▶ _INFORMATION SHOWN_
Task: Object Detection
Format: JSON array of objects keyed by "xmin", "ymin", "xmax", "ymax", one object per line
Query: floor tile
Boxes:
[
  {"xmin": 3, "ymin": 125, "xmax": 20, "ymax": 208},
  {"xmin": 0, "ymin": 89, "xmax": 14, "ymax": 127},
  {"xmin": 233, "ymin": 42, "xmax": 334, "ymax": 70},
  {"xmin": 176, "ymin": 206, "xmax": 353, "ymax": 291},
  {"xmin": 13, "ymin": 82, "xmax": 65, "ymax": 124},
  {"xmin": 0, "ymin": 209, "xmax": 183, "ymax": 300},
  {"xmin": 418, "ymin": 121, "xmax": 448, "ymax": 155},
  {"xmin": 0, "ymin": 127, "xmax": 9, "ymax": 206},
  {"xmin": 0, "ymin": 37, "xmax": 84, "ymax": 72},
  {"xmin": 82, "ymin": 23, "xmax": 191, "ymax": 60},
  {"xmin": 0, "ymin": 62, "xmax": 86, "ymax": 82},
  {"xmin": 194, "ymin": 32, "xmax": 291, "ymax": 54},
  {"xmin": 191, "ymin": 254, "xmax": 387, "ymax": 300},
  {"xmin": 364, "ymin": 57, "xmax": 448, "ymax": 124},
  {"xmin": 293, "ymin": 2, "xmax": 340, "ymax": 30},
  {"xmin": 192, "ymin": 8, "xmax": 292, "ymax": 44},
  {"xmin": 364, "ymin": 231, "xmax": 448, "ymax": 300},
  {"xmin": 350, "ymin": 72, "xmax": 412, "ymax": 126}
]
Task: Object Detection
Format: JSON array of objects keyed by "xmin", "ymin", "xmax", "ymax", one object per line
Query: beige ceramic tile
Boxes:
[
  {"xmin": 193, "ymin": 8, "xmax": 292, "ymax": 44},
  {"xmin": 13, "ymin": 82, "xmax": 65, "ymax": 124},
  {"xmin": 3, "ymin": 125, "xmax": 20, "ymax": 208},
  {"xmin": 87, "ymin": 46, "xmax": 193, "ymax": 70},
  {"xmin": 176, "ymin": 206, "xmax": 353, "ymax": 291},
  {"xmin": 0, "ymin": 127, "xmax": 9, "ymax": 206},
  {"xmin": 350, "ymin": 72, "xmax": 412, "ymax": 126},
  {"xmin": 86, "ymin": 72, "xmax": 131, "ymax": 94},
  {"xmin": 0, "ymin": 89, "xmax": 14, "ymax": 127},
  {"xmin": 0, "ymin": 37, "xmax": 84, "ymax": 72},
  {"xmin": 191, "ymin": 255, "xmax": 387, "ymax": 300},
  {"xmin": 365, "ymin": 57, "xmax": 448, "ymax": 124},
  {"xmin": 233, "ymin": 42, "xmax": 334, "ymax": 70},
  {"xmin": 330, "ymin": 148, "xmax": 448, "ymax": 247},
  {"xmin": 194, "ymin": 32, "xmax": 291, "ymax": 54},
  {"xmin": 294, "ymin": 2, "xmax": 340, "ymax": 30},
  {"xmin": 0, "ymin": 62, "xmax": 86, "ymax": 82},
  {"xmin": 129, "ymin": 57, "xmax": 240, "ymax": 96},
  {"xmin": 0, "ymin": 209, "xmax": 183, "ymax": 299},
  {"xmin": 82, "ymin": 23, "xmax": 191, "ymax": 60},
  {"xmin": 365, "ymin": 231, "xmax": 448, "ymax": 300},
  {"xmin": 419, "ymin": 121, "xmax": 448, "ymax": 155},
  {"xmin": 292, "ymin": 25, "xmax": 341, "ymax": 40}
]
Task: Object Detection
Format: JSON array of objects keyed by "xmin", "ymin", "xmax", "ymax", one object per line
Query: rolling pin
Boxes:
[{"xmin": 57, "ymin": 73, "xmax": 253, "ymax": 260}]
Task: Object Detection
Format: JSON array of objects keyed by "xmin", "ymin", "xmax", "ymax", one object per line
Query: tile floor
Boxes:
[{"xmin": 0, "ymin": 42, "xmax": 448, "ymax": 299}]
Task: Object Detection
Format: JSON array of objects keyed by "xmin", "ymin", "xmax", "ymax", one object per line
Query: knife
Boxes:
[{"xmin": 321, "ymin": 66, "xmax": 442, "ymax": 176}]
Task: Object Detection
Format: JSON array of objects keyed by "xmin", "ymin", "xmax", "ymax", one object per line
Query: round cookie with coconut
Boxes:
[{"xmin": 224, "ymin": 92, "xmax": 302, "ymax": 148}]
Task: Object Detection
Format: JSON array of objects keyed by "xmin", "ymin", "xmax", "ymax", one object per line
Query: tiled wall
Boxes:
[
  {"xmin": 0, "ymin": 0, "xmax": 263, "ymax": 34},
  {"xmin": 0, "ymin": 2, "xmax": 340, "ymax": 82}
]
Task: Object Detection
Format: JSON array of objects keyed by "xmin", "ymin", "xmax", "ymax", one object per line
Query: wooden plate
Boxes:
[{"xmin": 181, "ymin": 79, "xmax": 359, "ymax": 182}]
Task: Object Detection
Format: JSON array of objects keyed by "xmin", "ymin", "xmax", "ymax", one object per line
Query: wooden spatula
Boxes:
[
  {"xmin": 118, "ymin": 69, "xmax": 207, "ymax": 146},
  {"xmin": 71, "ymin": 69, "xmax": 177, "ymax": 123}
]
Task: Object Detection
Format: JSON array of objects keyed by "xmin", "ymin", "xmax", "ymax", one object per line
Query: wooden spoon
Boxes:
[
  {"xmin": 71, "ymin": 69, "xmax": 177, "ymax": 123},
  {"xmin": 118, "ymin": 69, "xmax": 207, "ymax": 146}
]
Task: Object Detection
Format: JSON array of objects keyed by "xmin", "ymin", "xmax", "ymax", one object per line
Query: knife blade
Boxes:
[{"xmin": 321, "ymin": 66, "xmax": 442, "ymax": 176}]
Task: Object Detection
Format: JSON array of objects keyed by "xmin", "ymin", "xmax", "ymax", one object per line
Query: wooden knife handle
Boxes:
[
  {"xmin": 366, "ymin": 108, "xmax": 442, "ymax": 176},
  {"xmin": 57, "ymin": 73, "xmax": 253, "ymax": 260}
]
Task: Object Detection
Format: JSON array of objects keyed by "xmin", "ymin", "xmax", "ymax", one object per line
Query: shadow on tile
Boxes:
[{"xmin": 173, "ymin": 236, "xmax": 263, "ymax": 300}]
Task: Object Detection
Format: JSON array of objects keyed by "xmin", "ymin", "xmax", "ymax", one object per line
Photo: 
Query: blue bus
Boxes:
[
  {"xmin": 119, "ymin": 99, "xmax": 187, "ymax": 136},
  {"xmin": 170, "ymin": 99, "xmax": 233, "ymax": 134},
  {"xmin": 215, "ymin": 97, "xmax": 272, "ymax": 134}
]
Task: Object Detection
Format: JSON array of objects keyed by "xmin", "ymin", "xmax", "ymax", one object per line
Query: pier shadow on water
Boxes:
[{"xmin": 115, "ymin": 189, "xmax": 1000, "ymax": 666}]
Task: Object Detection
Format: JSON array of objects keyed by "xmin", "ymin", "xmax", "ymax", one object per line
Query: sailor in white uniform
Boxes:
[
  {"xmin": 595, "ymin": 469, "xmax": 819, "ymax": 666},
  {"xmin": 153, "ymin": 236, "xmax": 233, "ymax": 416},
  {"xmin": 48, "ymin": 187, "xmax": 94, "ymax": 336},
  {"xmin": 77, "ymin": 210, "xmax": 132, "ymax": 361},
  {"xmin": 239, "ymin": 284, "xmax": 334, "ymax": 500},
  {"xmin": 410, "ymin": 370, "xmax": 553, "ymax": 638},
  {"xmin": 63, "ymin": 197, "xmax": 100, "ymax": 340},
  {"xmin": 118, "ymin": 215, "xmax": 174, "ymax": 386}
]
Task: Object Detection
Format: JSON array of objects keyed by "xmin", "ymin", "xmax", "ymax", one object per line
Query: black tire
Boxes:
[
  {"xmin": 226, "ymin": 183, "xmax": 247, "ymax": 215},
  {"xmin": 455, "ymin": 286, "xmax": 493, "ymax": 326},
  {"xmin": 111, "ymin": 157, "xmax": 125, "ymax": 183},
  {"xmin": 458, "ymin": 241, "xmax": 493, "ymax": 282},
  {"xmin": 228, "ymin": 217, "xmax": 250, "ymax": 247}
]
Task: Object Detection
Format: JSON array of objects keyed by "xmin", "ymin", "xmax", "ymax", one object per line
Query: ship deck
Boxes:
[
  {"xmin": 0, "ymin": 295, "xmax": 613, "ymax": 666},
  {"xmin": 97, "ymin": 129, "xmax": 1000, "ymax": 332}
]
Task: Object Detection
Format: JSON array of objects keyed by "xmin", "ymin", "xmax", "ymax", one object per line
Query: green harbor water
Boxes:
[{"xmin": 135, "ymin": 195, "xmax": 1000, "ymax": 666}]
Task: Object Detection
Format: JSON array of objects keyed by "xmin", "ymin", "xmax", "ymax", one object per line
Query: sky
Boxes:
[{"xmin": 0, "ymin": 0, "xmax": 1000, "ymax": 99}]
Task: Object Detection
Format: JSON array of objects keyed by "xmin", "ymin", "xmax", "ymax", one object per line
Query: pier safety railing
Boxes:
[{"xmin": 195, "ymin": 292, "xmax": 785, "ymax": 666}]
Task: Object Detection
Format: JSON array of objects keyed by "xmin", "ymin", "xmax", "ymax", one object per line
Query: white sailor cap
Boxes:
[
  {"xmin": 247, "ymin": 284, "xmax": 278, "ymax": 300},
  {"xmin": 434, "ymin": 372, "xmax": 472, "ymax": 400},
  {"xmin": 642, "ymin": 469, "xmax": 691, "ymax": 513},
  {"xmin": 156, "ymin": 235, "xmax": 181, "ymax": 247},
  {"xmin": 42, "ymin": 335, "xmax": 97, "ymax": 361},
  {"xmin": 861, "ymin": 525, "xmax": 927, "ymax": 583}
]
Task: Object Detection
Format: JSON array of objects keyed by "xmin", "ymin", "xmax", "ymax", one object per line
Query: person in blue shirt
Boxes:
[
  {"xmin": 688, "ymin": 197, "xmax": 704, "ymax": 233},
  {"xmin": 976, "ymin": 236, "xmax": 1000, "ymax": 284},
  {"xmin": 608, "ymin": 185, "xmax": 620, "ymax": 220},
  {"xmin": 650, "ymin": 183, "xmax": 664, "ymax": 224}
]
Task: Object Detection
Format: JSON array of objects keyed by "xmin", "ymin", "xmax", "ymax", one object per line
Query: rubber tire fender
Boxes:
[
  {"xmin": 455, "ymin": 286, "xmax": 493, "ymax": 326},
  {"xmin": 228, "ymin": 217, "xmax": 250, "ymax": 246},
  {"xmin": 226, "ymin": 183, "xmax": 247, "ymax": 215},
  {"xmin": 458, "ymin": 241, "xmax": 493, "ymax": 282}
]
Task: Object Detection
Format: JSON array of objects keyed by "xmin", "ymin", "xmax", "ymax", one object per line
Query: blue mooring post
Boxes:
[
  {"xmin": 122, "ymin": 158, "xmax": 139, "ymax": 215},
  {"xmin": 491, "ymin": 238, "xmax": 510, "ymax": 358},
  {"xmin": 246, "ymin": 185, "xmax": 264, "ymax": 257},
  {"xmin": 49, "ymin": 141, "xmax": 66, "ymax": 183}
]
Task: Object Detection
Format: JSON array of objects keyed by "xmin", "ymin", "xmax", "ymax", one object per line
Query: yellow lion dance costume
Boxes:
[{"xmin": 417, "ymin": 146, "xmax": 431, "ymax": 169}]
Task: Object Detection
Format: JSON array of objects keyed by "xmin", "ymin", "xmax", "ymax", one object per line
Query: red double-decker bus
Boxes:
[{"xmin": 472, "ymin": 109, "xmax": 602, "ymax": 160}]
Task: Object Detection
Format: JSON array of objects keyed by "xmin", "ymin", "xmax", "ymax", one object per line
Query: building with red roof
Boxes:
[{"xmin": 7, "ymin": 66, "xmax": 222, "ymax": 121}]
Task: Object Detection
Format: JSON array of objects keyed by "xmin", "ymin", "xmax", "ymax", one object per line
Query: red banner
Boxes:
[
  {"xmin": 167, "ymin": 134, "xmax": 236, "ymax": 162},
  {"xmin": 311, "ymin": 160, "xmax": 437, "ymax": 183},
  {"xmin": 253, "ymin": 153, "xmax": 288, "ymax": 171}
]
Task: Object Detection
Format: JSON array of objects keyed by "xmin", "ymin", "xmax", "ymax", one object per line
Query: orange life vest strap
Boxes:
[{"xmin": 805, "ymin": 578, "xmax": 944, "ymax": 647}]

▶ _YOUR GOAL_
List every line in the entries above that contains the word "sailor", matching case exactly.

▶ _ANSWER BELOW_
Query: sailor in white uniform
Query: white sailor cap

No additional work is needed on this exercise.